● VOTRE CONSIGNE: Poursuivez la critique ci-dessous du roman de Christophe Boltanski consacré à l'immeuble familial, en reprenant après sa dernière phrase.

● EXTRAIT CHOISI:

_ _ _ _ _ _ _

Précis, scrupuleusement descriptif, ce roman octroie la parole à un édifice plus généreusement peut-être qu’aux humains qui s’y succèdent au fil des générations. Les titres des chapitres en témoignent : « Voiture », « Cuisine », « Bureau », « Salon », « Escalier », « Appartement », « Salle de bains »... Que le premier chapitre s’appelle « Voiture » ne contrevient pas à ce choix. D’une part, la voiture s’impose au nom de la politesse autant que par pragmatisme : avant de pénétrer dans l’immeuble, on gare le véhicule et on entend qu’il soit prêt à la fuite ; d’autre part, passer en revue les différentes voitures possédées par les générations successives de la smala Boltanski en dira long sur les relations changeantes du clan avec la fortune. Du coup, la méthode chère à l’auteur hisse ses couleurs : parce que l’édifice est la seule donnée stable et tangible, c’est toujours à lui qu’il ramènera son lecteur. Le reste ? Christophe Boltanski le déduira à partir des lieux, mais comme s’il n’en garantissait pas l’existence.
En fait, l’immeuble profite du flou qui répand son brouillard sur l’ensemble du roman. Les patronymes vacillent : Boltanski s’écrit-il avec un i ou un y ? « Lorsqu’on me demande mes origines, je réponds : ‘Odessa’. Dans mon esprit, cela suffit. Pas besoin d’en rajouter. Ceux qui savent comprendront. » Mais que comprendront-ils ? Que l’origine est inconnue ? Qu’on n’essaie pas de tromper, mais qu’on ne sait rien ? « Curieusement, on se revendique d’une agglomération où on n’a jamais osé mettre les pieds. » Le seul élément assuré, durable et solide, ce sera l’immeuble. Et encore ! Car les pièces qui le composent verront leurs fonctions changer au gré des risques et des besoins. Flou, inexistence, usages dictés par la rue que balaie l’intolérance, l’édifice survit, s’adapte. Le vœu tant de fois formulé sur un ton léger acquiert un puissant relief : « Ah ! Si les murs pouvaient parler ! » Et voilà qu’ils parlent.

_ _ _ _ _ _ _

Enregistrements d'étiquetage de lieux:
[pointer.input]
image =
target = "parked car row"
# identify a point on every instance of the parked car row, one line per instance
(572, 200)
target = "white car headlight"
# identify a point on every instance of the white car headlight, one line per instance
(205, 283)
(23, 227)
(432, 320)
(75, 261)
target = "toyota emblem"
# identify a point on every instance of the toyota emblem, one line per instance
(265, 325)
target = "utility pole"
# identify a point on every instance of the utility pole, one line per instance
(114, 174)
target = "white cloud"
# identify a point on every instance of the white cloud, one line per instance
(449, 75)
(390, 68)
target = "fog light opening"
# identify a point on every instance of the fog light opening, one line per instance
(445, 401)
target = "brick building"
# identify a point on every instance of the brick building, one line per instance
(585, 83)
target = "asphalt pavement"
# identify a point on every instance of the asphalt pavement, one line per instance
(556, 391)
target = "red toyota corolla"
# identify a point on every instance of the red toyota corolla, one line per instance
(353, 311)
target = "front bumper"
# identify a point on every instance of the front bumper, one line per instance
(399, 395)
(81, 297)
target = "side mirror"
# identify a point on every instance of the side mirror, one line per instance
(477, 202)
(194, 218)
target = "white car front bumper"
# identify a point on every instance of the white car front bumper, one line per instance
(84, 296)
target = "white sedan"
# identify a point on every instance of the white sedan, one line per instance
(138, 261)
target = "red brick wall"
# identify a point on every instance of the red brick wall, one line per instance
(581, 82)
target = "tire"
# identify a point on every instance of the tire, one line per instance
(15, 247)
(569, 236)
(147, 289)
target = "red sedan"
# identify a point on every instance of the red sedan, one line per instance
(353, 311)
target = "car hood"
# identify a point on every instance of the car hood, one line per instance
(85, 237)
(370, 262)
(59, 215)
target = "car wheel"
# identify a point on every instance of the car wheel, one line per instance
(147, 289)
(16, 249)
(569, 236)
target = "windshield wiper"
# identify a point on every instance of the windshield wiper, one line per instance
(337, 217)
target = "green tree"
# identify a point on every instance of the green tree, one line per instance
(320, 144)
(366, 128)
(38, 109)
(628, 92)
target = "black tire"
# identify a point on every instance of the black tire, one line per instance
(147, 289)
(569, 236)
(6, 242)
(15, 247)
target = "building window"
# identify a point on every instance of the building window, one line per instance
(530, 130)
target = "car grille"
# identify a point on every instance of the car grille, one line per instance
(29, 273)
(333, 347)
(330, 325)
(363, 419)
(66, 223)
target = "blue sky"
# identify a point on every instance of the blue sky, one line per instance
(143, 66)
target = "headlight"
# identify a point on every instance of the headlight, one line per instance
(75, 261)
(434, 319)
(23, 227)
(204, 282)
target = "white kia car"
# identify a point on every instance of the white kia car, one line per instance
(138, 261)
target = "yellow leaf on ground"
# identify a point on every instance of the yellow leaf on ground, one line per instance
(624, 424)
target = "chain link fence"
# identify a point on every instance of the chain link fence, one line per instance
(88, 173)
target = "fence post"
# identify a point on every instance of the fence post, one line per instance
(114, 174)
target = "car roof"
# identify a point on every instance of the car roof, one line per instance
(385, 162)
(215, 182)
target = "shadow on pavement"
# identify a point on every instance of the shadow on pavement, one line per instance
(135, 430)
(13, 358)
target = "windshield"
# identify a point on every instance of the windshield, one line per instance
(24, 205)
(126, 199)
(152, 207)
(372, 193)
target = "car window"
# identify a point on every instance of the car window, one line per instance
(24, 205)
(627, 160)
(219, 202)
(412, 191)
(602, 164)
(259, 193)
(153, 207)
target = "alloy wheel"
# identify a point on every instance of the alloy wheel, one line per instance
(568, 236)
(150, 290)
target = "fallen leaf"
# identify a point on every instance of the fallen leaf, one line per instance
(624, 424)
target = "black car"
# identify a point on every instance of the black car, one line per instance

_ _ _ _ _ _ _

● RÉPONSE RÉDIGÉE:
Depuis que Le journal d’Anne Frank a marqué l’imaginaire universel en accréditant l’encagement d’un humain comme ultime défense, on croit savoir à quoi s’en tenir. D’un édifice menacé par les rafles, les dénonciations, les chantages, on fouille les entrailles pour y découvrir les réduits secrets, les misérables enfermements, les précaires falsifications salvatrices. « Nous avions peur. De tout, de rien, des autres, de nous-mêmes. De la nourriture avariée. Des œufs pourris. Des foules et de leurs préjugés, de leurs haines, de leurs convoitises. »
Et, pourtant, des humains ont déployé leurs espoirs dans cette précarité. La cache ? Elle a existé, elle a servi, mais elle devient surtout, dans l’écoute des murs et par le talent de Boltanski, le cruel symbole des transhumances dictées par le racisme.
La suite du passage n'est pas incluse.